[Stored data entries]
= Beginning of Section =

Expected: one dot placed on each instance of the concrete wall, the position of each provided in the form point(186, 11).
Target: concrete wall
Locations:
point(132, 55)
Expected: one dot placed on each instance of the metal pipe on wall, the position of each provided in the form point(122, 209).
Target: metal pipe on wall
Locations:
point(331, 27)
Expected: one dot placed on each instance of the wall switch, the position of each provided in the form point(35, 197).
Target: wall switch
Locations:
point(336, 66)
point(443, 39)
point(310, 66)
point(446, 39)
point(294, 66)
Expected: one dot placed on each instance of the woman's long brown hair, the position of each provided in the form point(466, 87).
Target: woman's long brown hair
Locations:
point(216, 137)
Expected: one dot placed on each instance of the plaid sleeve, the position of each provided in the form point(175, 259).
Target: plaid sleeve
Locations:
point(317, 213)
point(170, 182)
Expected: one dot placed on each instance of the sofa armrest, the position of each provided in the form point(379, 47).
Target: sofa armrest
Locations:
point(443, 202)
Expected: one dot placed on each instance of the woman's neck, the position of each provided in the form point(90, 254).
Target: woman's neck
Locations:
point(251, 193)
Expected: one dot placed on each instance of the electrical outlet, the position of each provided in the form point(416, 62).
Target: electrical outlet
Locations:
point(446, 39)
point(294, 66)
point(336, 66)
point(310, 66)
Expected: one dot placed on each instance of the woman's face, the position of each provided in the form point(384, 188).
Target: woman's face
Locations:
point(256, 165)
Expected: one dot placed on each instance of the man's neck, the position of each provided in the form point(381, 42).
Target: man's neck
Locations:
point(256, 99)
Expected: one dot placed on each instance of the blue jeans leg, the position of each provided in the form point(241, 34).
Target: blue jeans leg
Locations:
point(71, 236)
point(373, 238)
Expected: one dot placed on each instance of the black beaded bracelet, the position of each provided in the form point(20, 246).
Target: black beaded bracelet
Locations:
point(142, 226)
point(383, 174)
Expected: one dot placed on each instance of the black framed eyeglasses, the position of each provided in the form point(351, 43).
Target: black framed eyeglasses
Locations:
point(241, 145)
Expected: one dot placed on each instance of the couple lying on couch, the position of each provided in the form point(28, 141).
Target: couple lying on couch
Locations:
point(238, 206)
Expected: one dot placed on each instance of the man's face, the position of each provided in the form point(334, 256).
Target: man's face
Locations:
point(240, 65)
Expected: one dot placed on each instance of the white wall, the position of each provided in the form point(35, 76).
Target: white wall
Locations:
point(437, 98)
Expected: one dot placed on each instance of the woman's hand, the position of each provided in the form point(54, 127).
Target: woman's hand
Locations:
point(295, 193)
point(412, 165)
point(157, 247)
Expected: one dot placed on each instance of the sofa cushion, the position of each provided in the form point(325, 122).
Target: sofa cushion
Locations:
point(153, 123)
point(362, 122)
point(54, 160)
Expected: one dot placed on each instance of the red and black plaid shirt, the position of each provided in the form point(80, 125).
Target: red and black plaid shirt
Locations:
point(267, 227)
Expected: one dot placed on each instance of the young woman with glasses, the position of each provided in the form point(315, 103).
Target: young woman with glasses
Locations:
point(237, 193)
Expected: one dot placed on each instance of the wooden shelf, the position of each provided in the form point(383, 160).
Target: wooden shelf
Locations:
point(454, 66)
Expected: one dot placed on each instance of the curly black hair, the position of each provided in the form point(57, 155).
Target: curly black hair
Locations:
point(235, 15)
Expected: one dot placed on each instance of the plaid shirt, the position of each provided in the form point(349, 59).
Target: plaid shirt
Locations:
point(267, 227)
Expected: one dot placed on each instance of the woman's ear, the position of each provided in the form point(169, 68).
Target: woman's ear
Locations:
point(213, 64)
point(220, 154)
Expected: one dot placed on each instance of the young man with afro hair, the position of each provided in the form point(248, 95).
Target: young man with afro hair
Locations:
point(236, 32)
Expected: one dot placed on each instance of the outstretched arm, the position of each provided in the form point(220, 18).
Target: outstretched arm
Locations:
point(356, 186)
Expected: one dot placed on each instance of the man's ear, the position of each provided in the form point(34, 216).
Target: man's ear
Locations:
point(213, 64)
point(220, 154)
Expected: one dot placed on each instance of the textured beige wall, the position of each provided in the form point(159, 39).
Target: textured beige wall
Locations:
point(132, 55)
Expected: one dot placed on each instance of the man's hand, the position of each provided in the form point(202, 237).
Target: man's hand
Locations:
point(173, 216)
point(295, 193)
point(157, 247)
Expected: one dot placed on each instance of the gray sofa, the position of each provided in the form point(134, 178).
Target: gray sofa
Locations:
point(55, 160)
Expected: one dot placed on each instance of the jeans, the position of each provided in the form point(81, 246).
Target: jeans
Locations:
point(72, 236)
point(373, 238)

= End of Section =

### WHAT THIS TASK INVOLVES
Set down each entry again, exactly as written.

### ANSWER TO THE EXERCISE
Expected: one dot placed on each instance of the concrete wall, the position of each provided in the form point(186, 11).
Target: concrete wall
Locations:
point(132, 55)
Expected: one dot placed on each instance of the metal pipe on wall, the position of each provided in the form point(122, 209).
Target: metal pipe on wall
Locations:
point(331, 27)
Expected: one dot placed on each instance of the wall switch, the position of each provided in the form point(35, 197).
Target: wall switch
Locations:
point(336, 66)
point(443, 39)
point(310, 66)
point(446, 39)
point(294, 66)
Expected: one dot placed on each instance of the woman's long brown hair, the position of each provided in the form point(466, 87).
Target: woman's long brown hair
Locations:
point(216, 137)
Expected: one dot placed on each instance of the plaid sleeve, the position of each provided in the form point(175, 259).
Target: plaid sleeve
Locations:
point(317, 213)
point(170, 182)
Expected: one dot placed on each instance of the sofa armrest, the position of each provided in the form point(379, 47).
Target: sofa armrest
Locations:
point(443, 202)
Expected: one dot placed on each instance of the woman's neck, the position of each provided in the form point(90, 254).
Target: woman's neck
Locations:
point(251, 193)
Expected: one dot placed on each instance of the electrical outlet, the position of each provided in the form point(416, 62).
Target: electrical outlet
Locations:
point(446, 39)
point(294, 66)
point(336, 66)
point(310, 66)
Expected: one dot placed on each instance of the woman's face, the position of each provided in the form point(384, 188).
Target: woman's face
Locations:
point(256, 165)
Expected: one dot placed on each instance of the man's neck, the position of each provided in the form point(381, 42).
Target: man's neck
Locations:
point(256, 99)
Expected: one dot placed on each instance of the blue jeans leg, the position of each provided in the form point(241, 34).
Target: blue jeans leg
Locations:
point(71, 236)
point(373, 238)
Expected: one dot placed on each instance of the black beaded bracelet, the position of each provided in the form point(20, 246).
Target: black beaded bracelet
Locations:
point(142, 226)
point(383, 174)
Expected: one dot placed on each instance of the black framed eyeglasses, the position of each provided in the form point(351, 43).
Target: black framed eyeglasses
Locations:
point(241, 145)
Expected: one dot placed on each instance of the couple lying on couch, the position of each provided in the form point(28, 141).
Target: couple lying on couch
Locations:
point(238, 206)
Expected: one dot placed on each instance of the man's face, the position of each provided in the form point(334, 256).
Target: man's face
Locations:
point(240, 65)
Expected: one dot placed on each instance of the white wall, the position of each provided in the form point(35, 76).
Target: white wall
Locations:
point(437, 98)
Expected: one dot placed on each instance of the woman's hand, the position of each provided in the form point(54, 127).
Target: woman's hand
Locations:
point(295, 193)
point(412, 165)
point(157, 247)
Expected: one dot placed on each instance of the sofa cushion, the position of each provided in the form point(325, 122).
Target: sofa cushion
Locations:
point(153, 123)
point(362, 122)
point(54, 160)
Expected: one dot placed on each instance of the red and black plaid shirt, the position of each provided in the form point(80, 125).
Target: red and black plaid shirt
Locations:
point(267, 227)
Expected: one dot placed on each instance of the young woman with glasses, the position of each provided in the form point(315, 103).
Target: young woman with glasses
Locations:
point(237, 193)
Expected: one dot placed on each instance of the wooden shelf, the position of each provided in the form point(383, 160).
Target: wooden shelf
Locations:
point(454, 66)
Expected: one dot placed on each instance of the curly black hair, the position of each provided in the form point(57, 155).
Target: curly black hair
Locations:
point(235, 15)
Expected: one dot placed on each instance of the plaid shirt, the position of each provided in the form point(349, 59).
Target: plaid shirt
Locations:
point(267, 227)
Expected: one dot placed on each instance of the woman's ear, the position of each provided in the form point(169, 68).
Target: woman's ear
Locations:
point(213, 64)
point(220, 154)
Expected: one dot placed on each instance of the young man with afro hair, the position of each provided in the form point(248, 95).
Target: young man with afro hair
Locations:
point(236, 32)
Expected: one dot placed on each instance of the outstretched arm, the position of each provided in the form point(220, 18).
Target: outstretched arm
Locations:
point(356, 186)
Expected: one dot placed on each instance of the man's ear, the position of each provided in the form point(34, 216).
Target: man's ear
Locations:
point(213, 64)
point(220, 154)
Expected: one dot placed on each instance of the textured beige wall, the position of each provided in the form point(159, 39).
Target: textured beige wall
Locations:
point(132, 55)
Expected: one dot placed on each instance of the man's hand, the position of each provided in the form point(202, 237).
Target: man's hand
Locations:
point(173, 216)
point(295, 193)
point(157, 247)
Expected: one dot placed on each instance of the gray sofa, the position of each provided in the form point(134, 178).
Target: gray sofa
Locations:
point(55, 160)
Expected: one dot placed on each instance of the jeans, the position of each provided in the form point(81, 246).
Target: jeans
Locations:
point(72, 236)
point(373, 238)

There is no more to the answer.